What needs to be done:
Turn the part of the material that opens with the line containing "Task: indicate the woman in this" and closes with the line containing "x=1067 y=313" into a numbered list, with both of those lines included. Leave out any blank lines.

### Exercise material ###

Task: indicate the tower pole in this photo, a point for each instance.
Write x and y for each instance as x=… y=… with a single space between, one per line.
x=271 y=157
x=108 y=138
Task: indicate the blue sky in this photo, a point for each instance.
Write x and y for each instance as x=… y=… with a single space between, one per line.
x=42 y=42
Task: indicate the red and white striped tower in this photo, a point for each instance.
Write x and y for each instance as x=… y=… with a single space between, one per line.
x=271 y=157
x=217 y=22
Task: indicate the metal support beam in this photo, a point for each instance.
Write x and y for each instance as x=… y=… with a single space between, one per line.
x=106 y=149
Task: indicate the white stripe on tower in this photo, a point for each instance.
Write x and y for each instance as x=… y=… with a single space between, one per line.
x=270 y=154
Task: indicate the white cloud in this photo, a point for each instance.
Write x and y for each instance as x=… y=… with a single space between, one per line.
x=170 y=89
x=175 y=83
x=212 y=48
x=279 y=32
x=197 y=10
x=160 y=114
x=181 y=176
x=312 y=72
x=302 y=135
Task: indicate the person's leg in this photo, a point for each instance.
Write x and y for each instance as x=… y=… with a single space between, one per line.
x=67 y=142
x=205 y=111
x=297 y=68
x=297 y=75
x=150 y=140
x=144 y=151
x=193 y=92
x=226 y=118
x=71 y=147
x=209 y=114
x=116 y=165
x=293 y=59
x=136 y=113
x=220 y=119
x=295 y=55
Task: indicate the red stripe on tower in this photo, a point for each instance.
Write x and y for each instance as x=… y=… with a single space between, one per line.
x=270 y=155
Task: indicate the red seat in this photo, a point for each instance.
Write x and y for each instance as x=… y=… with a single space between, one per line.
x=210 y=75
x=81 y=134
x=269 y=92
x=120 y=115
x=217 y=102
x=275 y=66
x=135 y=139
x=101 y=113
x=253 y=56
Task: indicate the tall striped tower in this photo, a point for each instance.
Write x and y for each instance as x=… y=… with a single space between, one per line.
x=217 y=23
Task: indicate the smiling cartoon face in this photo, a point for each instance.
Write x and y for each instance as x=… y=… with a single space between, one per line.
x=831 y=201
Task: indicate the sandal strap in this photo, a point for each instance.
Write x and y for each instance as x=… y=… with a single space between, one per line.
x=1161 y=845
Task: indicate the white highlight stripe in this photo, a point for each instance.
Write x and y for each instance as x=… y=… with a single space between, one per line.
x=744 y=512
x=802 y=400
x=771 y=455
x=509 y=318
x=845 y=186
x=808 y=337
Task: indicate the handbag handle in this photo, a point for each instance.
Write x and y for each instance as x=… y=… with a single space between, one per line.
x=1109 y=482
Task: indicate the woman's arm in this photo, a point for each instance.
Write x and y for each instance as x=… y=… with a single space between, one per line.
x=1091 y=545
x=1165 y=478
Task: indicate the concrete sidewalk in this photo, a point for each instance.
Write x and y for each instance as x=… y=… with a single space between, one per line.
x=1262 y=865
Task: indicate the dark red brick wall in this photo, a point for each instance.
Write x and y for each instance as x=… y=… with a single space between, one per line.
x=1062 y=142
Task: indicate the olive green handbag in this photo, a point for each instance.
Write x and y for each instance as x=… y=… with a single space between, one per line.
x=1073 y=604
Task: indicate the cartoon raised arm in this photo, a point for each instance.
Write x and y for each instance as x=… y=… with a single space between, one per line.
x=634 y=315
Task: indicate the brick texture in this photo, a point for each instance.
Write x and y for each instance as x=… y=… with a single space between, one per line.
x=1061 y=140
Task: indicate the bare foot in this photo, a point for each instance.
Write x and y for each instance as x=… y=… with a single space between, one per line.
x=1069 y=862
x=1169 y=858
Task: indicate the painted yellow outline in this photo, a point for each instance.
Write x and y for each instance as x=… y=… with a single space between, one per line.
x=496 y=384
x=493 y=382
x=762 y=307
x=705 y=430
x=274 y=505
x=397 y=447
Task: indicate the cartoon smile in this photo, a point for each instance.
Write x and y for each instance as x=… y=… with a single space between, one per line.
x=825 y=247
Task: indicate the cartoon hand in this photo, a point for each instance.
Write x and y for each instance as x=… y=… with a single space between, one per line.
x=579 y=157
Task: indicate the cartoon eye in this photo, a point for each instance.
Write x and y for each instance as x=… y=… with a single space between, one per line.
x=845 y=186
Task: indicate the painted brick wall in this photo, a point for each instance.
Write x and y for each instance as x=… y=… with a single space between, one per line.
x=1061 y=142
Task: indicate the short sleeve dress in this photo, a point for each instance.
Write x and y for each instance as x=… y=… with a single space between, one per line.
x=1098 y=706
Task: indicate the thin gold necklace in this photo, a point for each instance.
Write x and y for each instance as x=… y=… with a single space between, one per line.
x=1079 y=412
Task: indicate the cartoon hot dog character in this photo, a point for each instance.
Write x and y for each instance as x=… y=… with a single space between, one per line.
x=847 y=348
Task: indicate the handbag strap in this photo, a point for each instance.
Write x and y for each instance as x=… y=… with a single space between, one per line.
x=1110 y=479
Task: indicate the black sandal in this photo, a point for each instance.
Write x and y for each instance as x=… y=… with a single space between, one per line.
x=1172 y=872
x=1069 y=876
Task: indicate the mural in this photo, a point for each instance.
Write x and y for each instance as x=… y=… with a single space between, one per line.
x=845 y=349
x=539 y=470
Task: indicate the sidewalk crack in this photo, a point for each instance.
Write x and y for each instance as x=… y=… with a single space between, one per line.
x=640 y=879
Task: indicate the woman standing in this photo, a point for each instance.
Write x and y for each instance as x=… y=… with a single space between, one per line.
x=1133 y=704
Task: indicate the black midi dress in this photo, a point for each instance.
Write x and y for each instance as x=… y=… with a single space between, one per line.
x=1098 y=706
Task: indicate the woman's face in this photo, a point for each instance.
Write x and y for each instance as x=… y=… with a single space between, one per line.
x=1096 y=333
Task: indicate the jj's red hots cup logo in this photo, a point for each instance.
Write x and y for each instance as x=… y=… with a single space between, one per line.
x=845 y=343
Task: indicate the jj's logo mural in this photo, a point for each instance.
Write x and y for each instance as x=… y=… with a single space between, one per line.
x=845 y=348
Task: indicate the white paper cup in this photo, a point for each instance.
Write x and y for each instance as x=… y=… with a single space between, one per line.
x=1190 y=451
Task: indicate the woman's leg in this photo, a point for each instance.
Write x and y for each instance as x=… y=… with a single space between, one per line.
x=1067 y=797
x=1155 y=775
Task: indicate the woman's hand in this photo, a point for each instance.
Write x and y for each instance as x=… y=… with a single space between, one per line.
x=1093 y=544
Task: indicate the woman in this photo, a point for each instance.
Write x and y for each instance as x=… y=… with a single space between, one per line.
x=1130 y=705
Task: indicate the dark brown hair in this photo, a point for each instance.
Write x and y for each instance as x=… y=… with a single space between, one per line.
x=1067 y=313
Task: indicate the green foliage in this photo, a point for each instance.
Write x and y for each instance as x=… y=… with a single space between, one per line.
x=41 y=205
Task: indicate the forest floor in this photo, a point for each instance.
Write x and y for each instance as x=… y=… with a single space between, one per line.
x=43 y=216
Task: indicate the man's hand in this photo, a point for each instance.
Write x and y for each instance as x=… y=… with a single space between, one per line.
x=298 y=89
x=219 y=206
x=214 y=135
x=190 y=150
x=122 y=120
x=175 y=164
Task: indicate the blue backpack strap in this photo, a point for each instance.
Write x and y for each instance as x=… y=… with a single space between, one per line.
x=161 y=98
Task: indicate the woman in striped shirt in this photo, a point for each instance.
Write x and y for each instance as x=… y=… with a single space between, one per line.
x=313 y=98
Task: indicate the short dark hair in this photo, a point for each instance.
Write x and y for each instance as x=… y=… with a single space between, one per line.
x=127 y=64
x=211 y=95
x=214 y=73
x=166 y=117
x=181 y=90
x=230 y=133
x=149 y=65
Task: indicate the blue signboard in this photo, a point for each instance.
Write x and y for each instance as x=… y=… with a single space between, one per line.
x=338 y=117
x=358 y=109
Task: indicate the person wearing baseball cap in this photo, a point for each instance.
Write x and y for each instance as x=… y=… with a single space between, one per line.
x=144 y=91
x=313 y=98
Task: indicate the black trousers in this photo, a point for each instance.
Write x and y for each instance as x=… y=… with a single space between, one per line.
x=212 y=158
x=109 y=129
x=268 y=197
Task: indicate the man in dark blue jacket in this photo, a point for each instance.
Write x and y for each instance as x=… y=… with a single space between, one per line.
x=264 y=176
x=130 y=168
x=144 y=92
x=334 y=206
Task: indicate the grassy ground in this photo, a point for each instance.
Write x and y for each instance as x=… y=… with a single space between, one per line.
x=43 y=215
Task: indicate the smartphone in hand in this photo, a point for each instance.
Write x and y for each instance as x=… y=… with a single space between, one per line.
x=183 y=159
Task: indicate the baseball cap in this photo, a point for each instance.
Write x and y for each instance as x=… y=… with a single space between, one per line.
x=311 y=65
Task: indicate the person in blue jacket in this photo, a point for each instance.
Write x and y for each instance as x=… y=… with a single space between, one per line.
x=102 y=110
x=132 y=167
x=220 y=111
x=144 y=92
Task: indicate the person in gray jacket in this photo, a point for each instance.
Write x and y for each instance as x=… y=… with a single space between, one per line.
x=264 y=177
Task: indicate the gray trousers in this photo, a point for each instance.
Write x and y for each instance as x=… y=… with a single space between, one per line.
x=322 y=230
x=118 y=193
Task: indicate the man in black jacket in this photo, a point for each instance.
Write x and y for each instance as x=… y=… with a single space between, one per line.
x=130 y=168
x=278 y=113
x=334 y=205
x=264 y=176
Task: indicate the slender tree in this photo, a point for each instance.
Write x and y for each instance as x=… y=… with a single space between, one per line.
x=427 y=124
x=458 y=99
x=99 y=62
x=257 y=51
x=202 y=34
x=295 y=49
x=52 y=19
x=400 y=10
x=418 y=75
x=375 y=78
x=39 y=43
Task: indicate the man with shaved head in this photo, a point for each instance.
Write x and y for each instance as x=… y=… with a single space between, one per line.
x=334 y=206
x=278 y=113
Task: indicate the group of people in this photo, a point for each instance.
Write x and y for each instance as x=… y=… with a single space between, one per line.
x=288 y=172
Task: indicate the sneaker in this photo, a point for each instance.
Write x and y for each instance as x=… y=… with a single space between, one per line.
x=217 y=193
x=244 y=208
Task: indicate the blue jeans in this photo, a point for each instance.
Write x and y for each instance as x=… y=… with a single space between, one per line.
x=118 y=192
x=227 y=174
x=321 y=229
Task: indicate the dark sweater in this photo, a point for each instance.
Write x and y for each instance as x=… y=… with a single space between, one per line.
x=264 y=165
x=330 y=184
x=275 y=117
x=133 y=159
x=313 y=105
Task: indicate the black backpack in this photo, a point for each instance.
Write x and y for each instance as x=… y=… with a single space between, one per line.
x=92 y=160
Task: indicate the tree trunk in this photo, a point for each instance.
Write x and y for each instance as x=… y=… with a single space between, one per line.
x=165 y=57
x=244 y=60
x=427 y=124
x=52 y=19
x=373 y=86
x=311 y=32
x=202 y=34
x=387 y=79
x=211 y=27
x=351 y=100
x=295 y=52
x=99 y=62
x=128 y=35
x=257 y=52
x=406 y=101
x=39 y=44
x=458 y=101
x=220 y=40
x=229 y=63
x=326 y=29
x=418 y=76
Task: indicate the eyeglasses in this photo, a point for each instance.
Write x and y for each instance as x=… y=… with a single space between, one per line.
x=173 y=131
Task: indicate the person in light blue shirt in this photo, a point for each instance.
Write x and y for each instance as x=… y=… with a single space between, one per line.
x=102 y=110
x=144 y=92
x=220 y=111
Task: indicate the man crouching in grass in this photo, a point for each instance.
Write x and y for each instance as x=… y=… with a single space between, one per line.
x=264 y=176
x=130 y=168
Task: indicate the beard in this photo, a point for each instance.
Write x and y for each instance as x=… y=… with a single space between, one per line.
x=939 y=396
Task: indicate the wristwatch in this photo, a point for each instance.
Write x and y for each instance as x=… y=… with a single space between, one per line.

###

Complete response:
1. Task: indicate the woman in this photo, a point for each instance.
2. Write x and y for each instance as x=… y=… with a single space between, one per line.
3. x=1130 y=705
4. Task: indicate the dark brown hair in this photo, a point for each instance.
5. Write x and y for each instance as x=… y=… with a single space between, one per line.
6. x=1067 y=313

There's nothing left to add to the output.